• TASK GOAL: Quote the passage on the agency of things in actor networks in full, word for word.
***** SOURCE TEXT
The question of agency here is crucial. But I think it's useful to distinguish between humans and things in actor networks. This might help abate some of the hysteria surrounding the current discussion. That we can see networked things as systems doesn't necessarily mean that these systems can think, act, or exercise power in any subjective way.

Still, subjective human agency is but one form of "being in action or exerting power", and its important to consider how representative democracies, for example, can be influenced by _things_ that are capable of asserting themselves within networked societies.

Take Bruno Latour's Parliament of Things, for example:

> Let one of the representatives talk, for instance, about the ozone
> hole, another represent the Monsanto chemical industry, a third the
> workers of the same chemical industry, another the voters of New
> Hampshire, a fifth the meteorology of the polar regions; let still
> another speak in the name of the State; what does it matter, so
> long as they are all talking about the same thing, about a quasi-
> object they have all created, the object-discourse-nature-society
> whose new properties astound us all and whose network extends from
> my refrigerator to the Antarctic by way of chemistry, law, the
> State, the economy and satellites. [3]

Or Julian Bleecker's description of Blogject agency:

> Agency as I am using it here does not just mean a local “artificial
> intelligence” that makes a Blogject able to make autonomous, human-
> like decision or fashion croaky human-speech from text. Blogjects
> have no truck with the syntax of human thought. Things could not
> care any less about their Turing Test report card. Blogject
> intellect is their ability to effect change. Their agency attains
> through the consequence of their assertions, and through the
> significant perspective they deliver to meaningful conversations.
**********
***** RAW RECORDS
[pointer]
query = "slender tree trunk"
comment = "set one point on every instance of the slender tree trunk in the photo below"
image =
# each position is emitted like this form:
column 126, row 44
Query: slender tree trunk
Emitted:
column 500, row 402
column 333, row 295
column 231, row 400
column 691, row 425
**********
• ANSWER FOR THIS EXERCISE:
The question of agency here is crucial. But I think it's useful to distinguish between humans and things in actor networks. This might help abate some of the hysteria surrounding the current discussion. That we can see networked things as systems doesn't necessarily mean that these systems can think, act, or exercise power in any subjective way.

Still, subjective human agency is but one form of "being in action or exerting power", and its important to consider how representative democracies, for example, can be influenced by _things_ that are capable of asserting themselves within networked societies.

Take Bruno Latour's Parliament of Things, for example:

> Let one of the representatives talk, for instance, about the ozone
> hole, another represent the Monsanto chemical industry, a third the
> workers of the same chemical industry, another the voters of New
> Hampshire, a fifth the meteorology of the polar regions; let still
> another speak in the name of the State; what does it matter, so
> long as they are all talking about the same thing, about a quasi-
> object they have all created, the object-discourse-nature-society
> whose new properties astound us all and whose network extends from
> my refrigerator to the Antarctic by way of chemistry, law, the
> State, the economy and satellites. [3]

Or Julian Bleecker's description of Blogject agency:

> Agency as I am using it here does not just mean a local “artificial
> intelligence” that makes a Blogject able to make autonomous, human-
> like decision or fashion croaky human-speech from text. Blogjects
> have no truck with the syntax of human thought. Things could not
> care any less about their Turing Test report card. Blogject
> intellect is their ability to effect change. Their agency attains
> through the consequence of their assertions, and through the
> significant perspective they deliver to meaningful conversations.